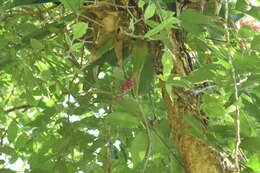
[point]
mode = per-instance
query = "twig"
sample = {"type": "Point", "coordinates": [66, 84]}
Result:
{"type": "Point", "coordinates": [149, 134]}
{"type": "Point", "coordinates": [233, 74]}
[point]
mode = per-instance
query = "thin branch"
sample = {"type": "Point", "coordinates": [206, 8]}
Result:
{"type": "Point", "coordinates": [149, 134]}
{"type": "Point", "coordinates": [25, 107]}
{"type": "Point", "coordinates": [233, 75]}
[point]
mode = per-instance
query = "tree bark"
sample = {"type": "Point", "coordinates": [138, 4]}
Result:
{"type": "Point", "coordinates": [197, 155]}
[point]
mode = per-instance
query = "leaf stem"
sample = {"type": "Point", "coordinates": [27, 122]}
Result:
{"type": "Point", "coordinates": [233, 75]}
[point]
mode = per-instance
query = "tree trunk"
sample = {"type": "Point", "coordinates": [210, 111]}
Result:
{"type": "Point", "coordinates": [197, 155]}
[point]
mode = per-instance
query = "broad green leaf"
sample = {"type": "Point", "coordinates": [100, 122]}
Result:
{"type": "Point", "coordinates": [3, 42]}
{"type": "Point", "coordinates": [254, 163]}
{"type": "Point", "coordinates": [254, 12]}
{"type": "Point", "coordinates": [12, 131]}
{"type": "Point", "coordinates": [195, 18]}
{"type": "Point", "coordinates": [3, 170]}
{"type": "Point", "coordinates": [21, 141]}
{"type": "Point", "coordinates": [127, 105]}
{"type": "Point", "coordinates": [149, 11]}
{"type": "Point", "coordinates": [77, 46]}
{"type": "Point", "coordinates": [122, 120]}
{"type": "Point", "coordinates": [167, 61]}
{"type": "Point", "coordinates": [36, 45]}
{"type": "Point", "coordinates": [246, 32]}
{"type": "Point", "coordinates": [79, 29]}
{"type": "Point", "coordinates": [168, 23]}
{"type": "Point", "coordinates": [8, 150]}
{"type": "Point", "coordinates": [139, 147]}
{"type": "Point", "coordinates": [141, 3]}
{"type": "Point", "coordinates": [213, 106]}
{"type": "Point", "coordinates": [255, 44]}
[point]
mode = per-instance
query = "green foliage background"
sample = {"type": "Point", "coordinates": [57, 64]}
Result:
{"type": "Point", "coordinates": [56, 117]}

### [EXERCISE INSTRUCTIONS]
Each line of the records with the word "query" in it is to be copied.

### [PROBLEM SOLUTION]
query = "twig"
query = "thin branch"
query = "tree bark"
query = "leaf stem"
query = "tree trunk"
query = "broad green leaf"
query = "green foliage background"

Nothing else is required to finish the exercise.